Write out the entries again. Match each one exactly.

Input for this task: Begin

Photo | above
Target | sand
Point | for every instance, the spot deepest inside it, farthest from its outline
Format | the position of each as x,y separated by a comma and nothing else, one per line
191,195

Input for this task: End

## Expected output
Photo | above
Target | sand
Point | for every instance, the spot deepest inside it, farthest from its outline
Format | the position of each as x,y separated by a comma and nothing else, one per line
191,195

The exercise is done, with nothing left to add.